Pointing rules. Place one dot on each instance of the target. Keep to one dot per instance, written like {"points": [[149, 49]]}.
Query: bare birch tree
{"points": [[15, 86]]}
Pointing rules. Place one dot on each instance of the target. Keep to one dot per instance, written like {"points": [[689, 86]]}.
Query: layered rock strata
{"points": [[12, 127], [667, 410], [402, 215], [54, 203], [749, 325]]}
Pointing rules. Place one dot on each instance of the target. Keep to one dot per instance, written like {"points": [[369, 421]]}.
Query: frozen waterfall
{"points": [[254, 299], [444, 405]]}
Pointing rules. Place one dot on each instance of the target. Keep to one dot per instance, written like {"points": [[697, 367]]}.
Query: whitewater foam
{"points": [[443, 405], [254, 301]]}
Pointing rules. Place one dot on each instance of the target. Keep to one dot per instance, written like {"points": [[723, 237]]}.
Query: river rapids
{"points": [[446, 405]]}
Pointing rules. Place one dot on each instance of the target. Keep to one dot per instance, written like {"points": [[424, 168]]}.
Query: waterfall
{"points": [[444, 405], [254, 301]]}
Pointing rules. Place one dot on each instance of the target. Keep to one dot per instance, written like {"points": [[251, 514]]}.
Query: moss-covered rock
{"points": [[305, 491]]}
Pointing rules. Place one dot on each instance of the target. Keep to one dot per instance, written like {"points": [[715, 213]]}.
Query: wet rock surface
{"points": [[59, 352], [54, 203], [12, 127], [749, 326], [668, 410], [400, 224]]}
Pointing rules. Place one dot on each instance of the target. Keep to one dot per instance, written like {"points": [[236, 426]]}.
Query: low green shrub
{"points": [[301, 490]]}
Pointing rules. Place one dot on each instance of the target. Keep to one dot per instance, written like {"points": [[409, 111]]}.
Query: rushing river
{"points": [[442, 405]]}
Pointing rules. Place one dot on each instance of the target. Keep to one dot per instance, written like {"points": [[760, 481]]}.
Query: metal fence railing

□ □ □ □ □ □ □

### What you should do
Identify each line in the items above that contains the string "Query" and copy every one of those lines in full.

### Task answer
Query: bare birch tree
Query: layered rock strata
Query: frozen waterfall
Query: whitewater foam
Query: river rapids
Query: waterfall
Query: moss-covered rock
Query: wet rock surface
Query: low green shrub
Query: rushing river
Query: metal fence railing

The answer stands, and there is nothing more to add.